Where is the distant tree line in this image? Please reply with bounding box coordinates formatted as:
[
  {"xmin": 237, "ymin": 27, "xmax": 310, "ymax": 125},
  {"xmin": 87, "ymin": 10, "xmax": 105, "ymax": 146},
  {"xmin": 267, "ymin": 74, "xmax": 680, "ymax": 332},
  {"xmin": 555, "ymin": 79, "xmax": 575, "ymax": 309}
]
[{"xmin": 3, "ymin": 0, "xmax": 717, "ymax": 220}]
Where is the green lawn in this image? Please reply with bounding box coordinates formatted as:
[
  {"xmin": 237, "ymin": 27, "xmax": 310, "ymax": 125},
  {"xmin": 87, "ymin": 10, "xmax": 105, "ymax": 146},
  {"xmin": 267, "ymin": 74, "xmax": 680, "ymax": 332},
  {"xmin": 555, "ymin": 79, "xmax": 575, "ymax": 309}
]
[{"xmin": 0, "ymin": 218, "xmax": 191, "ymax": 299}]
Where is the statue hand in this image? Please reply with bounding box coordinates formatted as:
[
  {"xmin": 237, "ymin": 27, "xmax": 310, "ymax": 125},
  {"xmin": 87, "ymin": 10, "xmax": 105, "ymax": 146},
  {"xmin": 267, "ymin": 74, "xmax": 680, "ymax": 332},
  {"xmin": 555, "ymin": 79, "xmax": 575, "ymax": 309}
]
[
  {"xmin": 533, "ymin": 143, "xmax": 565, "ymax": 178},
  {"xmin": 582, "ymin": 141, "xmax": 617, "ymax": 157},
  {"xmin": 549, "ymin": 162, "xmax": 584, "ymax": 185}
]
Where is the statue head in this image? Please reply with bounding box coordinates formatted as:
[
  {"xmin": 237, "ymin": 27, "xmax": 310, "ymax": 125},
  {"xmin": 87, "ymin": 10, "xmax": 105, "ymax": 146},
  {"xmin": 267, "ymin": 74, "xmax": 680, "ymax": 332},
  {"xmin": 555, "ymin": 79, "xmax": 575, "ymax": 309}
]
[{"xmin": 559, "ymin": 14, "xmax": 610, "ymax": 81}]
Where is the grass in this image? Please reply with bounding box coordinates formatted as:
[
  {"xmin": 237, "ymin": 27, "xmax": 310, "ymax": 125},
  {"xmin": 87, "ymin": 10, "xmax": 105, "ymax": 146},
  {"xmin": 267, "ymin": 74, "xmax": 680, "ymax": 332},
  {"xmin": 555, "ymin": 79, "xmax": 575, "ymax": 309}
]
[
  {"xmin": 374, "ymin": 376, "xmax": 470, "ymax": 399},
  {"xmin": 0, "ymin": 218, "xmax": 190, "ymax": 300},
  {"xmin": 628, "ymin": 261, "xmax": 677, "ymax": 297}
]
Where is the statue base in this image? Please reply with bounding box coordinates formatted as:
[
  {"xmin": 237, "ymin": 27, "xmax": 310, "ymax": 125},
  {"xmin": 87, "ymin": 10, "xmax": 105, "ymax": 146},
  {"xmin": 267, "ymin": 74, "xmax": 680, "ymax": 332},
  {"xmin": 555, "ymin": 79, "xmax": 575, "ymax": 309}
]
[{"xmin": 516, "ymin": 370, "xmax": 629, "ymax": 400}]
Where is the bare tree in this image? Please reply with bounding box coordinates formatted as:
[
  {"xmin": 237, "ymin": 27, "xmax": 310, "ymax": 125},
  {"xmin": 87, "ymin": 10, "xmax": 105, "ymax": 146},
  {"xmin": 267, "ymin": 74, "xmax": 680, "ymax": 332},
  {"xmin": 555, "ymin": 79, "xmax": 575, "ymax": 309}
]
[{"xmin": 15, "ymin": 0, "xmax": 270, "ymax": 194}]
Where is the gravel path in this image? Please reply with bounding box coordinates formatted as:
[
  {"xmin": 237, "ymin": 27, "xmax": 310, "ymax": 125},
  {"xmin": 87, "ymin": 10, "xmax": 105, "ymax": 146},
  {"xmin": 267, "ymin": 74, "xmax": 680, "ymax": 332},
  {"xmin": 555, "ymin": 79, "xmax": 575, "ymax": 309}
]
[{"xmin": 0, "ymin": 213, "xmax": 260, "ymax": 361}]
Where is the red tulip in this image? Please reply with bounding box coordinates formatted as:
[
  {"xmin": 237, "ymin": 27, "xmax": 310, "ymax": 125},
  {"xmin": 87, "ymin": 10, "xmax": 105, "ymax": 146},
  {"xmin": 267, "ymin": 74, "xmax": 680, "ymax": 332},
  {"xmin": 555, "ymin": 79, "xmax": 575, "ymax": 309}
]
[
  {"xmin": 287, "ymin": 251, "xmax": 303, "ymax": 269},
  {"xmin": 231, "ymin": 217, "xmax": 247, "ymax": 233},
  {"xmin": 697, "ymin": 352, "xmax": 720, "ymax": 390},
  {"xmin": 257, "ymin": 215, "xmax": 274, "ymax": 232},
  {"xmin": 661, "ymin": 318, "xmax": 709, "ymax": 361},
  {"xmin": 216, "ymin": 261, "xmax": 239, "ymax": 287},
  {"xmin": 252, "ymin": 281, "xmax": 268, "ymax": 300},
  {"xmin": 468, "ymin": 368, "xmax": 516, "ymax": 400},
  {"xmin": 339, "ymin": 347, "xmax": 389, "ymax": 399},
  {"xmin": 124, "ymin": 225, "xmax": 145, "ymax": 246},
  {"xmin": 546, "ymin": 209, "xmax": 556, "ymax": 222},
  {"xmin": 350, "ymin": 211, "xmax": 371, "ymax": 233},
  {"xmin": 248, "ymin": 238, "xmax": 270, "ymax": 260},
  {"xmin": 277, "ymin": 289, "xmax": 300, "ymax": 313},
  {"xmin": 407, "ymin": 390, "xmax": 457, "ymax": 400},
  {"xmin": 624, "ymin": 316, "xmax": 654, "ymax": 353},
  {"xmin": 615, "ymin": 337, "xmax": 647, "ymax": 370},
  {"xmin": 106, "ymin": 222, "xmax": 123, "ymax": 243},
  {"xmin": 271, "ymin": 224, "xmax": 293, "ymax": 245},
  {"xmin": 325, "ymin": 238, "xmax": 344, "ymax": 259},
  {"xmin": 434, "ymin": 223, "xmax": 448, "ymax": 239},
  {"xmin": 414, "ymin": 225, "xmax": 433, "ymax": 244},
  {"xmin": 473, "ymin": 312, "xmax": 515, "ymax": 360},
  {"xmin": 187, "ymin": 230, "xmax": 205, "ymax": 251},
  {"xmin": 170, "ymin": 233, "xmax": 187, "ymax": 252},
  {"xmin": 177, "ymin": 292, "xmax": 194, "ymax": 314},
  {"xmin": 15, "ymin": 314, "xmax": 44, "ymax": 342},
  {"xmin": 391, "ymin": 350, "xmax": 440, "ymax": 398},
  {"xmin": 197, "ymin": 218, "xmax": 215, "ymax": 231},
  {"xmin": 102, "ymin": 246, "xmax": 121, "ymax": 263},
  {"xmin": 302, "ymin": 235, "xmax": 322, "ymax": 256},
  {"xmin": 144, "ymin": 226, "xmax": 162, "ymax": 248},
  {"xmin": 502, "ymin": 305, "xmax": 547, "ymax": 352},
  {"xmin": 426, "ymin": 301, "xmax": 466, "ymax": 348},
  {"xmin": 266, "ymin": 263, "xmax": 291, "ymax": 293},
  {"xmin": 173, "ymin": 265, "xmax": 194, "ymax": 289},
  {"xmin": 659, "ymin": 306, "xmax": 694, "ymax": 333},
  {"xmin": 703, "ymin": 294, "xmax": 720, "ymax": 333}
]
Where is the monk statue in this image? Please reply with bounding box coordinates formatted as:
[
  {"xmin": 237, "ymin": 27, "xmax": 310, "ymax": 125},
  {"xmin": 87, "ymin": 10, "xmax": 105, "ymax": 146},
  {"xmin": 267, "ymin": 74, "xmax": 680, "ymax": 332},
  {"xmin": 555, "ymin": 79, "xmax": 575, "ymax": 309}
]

:: EXERCISE PROMPT ::
Among the records above, how many lines contain the word "Please"? Answer with the number by itself.

:: RESPONSE ::
10